## TO BE DONE
Extract each line of the listing below that contains the string "shall". Matching is case-sensitive.
==== STORED RECORDS
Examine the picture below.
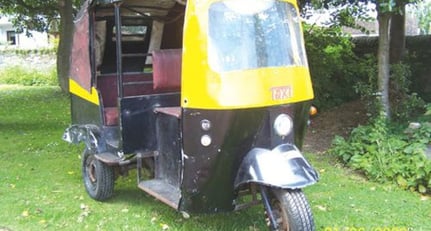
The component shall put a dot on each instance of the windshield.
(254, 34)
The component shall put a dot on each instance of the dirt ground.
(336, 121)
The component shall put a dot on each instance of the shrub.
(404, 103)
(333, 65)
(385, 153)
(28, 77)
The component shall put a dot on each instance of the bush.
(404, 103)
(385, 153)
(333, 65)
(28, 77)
========
==== STORED RECORDS
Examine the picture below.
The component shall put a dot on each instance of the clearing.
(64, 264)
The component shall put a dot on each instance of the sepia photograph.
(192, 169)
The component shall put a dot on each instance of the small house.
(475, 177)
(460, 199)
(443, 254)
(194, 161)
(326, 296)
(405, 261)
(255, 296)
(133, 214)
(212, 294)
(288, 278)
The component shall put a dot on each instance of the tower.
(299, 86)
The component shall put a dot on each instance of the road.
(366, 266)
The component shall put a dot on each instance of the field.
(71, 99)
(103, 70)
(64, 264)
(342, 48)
========
## RESPONSE BELOW
The component shall put a dot on each instance of the windshield.
The component shall put a dot on each instance of the dirt ground.
The component shall put a dot on each instance of the shrub.
The component shall put a dot on each instance of the bush.
The component shall put a dot on each instance of the clearing.
The component shall put a dot on each instance of the sepia photograph.
The component shall put a dot on each instance of the small house.
The component shall put a dot on each instance of the tower.
The component shall put a dot on each instance of the road.
The component shall put a dot on each instance of the field.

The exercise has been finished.